- [WRITTEN PROBLEM]
Repeat exactly the lines from the one containing "Q: Locate the brown" through the last line of the records below, both included, and nothing else.

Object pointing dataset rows
══════════

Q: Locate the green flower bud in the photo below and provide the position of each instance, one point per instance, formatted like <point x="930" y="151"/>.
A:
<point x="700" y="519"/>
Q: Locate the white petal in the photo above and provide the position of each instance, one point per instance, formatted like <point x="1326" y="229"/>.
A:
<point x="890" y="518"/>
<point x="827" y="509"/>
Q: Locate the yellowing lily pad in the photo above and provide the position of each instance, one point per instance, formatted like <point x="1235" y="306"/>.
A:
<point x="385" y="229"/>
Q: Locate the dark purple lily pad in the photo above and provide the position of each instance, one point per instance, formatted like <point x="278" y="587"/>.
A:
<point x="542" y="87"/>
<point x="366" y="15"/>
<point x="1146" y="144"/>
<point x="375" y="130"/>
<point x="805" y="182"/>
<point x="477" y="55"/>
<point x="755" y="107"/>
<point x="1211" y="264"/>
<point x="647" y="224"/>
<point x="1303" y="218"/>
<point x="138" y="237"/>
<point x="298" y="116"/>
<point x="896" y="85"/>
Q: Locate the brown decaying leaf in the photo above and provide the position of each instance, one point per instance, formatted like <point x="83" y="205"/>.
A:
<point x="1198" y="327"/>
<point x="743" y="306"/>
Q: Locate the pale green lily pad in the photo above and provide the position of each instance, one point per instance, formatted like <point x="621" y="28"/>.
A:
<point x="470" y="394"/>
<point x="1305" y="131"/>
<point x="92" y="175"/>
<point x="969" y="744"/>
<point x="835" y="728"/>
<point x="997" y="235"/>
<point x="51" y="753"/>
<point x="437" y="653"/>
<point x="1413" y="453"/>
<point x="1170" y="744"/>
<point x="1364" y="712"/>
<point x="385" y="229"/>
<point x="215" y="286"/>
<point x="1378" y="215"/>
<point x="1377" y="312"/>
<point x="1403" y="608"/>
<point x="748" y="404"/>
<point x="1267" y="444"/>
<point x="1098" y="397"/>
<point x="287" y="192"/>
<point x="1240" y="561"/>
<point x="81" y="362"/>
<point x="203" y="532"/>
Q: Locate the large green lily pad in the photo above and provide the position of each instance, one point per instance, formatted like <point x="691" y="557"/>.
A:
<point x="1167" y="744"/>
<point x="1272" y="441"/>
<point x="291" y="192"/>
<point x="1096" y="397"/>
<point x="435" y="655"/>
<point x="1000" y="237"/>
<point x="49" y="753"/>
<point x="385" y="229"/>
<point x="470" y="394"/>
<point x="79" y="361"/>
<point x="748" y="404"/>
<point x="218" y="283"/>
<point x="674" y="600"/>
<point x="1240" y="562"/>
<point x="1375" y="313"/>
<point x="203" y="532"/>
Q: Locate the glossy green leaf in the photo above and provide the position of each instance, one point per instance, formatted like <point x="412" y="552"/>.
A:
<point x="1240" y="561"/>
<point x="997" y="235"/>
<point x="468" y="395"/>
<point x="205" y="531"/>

══════════

- [FINAL ANSWER]
Q: Locate the brown decaying leaf in the photo above and provide the position of each instance, one point per instance, formatted like <point x="83" y="205"/>.
A:
<point x="1198" y="327"/>
<point x="743" y="306"/>
Q: Locate the pale green lily pad in the photo above and provide the position of each instance, one point per instance, formatted like <point x="621" y="28"/>.
A:
<point x="470" y="394"/>
<point x="1305" y="131"/>
<point x="92" y="175"/>
<point x="969" y="744"/>
<point x="835" y="728"/>
<point x="997" y="235"/>
<point x="51" y="753"/>
<point x="437" y="653"/>
<point x="1413" y="453"/>
<point x="1170" y="744"/>
<point x="1364" y="712"/>
<point x="385" y="229"/>
<point x="215" y="286"/>
<point x="1378" y="215"/>
<point x="1377" y="312"/>
<point x="1403" y="608"/>
<point x="748" y="404"/>
<point x="1267" y="444"/>
<point x="1098" y="397"/>
<point x="287" y="192"/>
<point x="1240" y="561"/>
<point x="81" y="362"/>
<point x="203" y="532"/>
Q: Locate the large green lily pad in the photo above and provide the position of each instance, one point per instance, formatted like <point x="691" y="557"/>.
A:
<point x="1167" y="744"/>
<point x="1272" y="441"/>
<point x="291" y="192"/>
<point x="1096" y="397"/>
<point x="435" y="655"/>
<point x="1000" y="237"/>
<point x="49" y="753"/>
<point x="385" y="229"/>
<point x="470" y="394"/>
<point x="79" y="361"/>
<point x="748" y="404"/>
<point x="218" y="283"/>
<point x="674" y="600"/>
<point x="1240" y="562"/>
<point x="1375" y="313"/>
<point x="203" y="532"/>
Q: Locate the glossy green leaf in the photo above and provide the position of each instance, one point per instance, formatted like <point x="412" y="552"/>.
A:
<point x="1240" y="561"/>
<point x="997" y="235"/>
<point x="468" y="395"/>
<point x="205" y="531"/>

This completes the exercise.